Excerpt to read:
* * *
Subsidies that are concentrated among the largest and most profitable agribusinesses have helped these large farms buy out smaller farms and further consolidate the agriculture industry. In what one agriculture official calls the "plantation effect," family farms with less than 100 acres are being bought out by larger agribusinesses, which then convert them into tenant farms. Three-quarters of rice farms have already become tenant farms, and other types of farms are trending in that same direction.15 Far from saving the family farm, continuing the current farm subsidy system will accelerate its demise.

Reason #7: The farm bill censors information regarding the recipients of subsidies.

The farm bill does nothing to address the flaws of a subsidy system that has targeted the largest and most wealthy agribusinesses. Instead, it will simply shroud the identities of subsidy recipients to make this bias a state secret. Records currently available to the public reveal that 14 Members of Congress receive as much as 160 times the national median farm subsidy; 15 Fortune 500 companies receive as much as 58 times the national median farm subsidy; and wealthy celebrities such as Ted Turner, David Rockefeller, and Scottie Pippen receive as much as 75 times the median farm subsidy.16

Rather than address the bias of a system that has awarded subsidies to such wealthy individuals and corporations, the farm bill will amend the Freedom of Information Act to restrict the public's right to know where the federal government is spending farm subsidy tax dollars.17 This could set a dangerous precedent that invites more proposals to exempt from public disclosure additional federal programs that may include information embarrassing to public officials and influential private citizens.

Reason #8: The farm bill perpetuates outdated and unnecessary policies.

The current farm policy system was created in the 1930s, when half of the nation's people worked on farms and farm technology did not approximate today's advancements. Yet policies designed to meet needs that existed 70 years ago persist today.
* * *
Provided information:

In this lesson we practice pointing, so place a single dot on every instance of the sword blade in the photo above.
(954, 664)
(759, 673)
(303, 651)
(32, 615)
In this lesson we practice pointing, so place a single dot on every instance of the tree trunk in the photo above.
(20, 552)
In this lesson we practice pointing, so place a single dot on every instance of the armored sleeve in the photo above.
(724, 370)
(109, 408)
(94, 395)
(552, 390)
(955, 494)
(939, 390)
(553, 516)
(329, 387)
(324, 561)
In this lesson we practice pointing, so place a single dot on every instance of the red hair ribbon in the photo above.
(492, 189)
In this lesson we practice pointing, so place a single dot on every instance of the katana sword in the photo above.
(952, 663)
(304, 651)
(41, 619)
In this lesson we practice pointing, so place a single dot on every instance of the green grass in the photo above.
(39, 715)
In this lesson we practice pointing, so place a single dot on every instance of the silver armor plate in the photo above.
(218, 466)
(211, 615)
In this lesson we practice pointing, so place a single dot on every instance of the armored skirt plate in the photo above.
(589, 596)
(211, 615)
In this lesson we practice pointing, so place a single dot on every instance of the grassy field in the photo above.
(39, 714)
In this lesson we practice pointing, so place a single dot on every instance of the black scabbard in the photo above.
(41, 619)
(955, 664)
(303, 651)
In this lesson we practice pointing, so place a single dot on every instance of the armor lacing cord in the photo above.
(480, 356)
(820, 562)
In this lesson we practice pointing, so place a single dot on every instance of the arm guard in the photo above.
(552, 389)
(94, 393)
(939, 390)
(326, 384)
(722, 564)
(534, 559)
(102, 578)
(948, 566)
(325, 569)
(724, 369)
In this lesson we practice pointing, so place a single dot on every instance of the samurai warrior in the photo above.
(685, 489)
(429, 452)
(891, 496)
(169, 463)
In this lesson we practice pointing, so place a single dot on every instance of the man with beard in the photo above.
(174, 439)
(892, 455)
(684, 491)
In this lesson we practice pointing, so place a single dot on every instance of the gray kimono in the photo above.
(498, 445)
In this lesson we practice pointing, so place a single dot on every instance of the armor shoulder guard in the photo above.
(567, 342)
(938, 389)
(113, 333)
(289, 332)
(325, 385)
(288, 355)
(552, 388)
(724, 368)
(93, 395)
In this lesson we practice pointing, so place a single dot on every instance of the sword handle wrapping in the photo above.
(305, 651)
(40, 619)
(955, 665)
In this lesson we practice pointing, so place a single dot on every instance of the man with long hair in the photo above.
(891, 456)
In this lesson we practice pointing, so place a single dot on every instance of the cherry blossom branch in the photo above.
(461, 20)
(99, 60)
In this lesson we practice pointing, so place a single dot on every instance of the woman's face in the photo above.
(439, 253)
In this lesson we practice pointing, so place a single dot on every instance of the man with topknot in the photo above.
* * *
Work to complete:
1. From the farm subsidy passage above, copy the words starting with "Rather than address" and ending with "ago persist today.".
2. Answer these questions from the farm subsidy passage above:
(a) What share of rice farms have already become tenant farms?
(b) Which law would the farm bill amend to restrict the public's right to know where farm subsidy dollars go?
(c) In what decade was the current farm policy system created?

Answers:
1.
Rather than address the bias of a system that has awarded subsidies to such wealthy individuals and corporations, the farm bill will amend the Freedom of Information Act to restrict the public's right to know where the federal government is spending farm subsidy tax dollars.17 This could set a dangerous precedent that invites more proposals to exempt from public disclosure additional federal programs that may include information embarrassing to public officials and influential private citizens.

Reason #8: The farm bill perpetuates outdated and unnecessary policies.

The current farm policy system was created in the 1930s, when half of the nation's people worked on farms and farm technology did not approximate today's advancements. Yet policies designed to meet needs that existed 70 years ago persist today.

2.
(a) Three-quarters
(b) The Freedom of Information Act
(c) The 1930s